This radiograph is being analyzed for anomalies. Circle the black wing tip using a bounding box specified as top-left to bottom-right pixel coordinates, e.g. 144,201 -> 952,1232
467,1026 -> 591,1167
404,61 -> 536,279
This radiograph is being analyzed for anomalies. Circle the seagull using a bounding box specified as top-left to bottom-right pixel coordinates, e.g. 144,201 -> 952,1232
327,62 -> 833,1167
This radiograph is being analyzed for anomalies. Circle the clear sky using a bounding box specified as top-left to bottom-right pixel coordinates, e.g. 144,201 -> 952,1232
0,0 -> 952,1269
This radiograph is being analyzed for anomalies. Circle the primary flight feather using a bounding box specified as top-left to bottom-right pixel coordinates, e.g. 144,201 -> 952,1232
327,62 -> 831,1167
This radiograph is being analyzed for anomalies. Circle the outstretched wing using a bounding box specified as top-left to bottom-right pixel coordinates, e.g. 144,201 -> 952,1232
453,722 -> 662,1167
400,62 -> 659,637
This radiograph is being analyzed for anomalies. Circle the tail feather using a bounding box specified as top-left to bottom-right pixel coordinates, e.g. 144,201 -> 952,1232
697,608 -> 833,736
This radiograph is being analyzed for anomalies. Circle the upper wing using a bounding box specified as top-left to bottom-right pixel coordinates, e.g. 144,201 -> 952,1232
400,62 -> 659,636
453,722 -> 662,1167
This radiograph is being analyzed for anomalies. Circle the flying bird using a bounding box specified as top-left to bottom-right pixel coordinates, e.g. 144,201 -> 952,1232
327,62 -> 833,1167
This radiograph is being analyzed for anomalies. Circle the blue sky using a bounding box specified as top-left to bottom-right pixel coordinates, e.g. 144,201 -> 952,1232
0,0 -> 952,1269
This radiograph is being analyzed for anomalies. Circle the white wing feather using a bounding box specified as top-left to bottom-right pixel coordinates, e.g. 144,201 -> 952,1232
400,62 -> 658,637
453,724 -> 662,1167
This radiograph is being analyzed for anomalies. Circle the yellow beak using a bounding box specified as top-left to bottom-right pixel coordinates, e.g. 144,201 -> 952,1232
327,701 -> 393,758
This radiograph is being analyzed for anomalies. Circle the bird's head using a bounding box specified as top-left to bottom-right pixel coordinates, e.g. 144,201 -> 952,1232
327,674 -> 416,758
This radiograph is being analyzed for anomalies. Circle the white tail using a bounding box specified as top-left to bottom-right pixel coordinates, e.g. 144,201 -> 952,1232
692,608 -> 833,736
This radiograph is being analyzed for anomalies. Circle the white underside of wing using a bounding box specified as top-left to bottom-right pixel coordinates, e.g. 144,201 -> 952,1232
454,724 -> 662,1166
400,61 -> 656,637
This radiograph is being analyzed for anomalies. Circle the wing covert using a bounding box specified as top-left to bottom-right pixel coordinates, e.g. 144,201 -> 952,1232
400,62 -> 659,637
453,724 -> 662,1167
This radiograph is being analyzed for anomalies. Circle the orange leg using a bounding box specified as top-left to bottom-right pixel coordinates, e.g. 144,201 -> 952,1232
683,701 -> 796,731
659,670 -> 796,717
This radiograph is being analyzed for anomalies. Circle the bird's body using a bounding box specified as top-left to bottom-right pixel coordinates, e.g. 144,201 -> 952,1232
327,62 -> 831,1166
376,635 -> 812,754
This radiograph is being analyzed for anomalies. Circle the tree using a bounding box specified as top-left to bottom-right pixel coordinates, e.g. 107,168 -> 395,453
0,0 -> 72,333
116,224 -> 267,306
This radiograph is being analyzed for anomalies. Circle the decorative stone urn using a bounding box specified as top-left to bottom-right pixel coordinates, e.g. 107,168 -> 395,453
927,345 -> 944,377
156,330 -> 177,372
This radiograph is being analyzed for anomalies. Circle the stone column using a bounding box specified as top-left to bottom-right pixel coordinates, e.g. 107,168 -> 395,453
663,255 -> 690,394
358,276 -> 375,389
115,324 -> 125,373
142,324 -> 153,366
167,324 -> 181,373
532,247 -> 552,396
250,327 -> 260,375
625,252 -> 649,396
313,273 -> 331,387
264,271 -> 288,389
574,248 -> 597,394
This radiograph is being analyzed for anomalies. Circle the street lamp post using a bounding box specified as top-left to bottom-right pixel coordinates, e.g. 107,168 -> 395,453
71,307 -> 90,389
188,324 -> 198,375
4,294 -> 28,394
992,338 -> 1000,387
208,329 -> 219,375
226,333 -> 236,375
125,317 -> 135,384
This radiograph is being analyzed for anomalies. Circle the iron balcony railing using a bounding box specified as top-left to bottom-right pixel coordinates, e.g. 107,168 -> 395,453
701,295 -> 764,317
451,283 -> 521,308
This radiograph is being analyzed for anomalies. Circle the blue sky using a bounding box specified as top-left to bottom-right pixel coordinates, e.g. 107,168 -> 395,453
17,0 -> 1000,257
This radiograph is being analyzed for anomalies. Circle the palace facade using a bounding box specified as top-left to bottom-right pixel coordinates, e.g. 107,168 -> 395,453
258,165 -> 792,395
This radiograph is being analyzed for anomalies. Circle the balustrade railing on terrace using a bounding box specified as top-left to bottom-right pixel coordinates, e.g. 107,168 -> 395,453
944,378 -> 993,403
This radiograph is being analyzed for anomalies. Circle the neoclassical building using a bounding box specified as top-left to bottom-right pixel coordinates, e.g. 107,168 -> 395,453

§ What needs to be done: Echo back everything from the line containing "This radiograph is being analyzed for anomalies. Circle the iron" down to the line containing "17,0 -> 1000,257", unchanged.

§ The result:
This radiograph is being analyzed for anomalies. Circle the iron balcony railing using a bounding box specified as top-left to bottom-right pixel coordinates, e.g. 107,168 -> 395,453
701,295 -> 764,317
451,283 -> 521,308
This radiograph is being analyzed for anomalies. Circle the blue sky using a bounding box specified as top-left to bottom-right pixel coordinates, e.g. 107,168 -> 395,453
17,0 -> 1000,257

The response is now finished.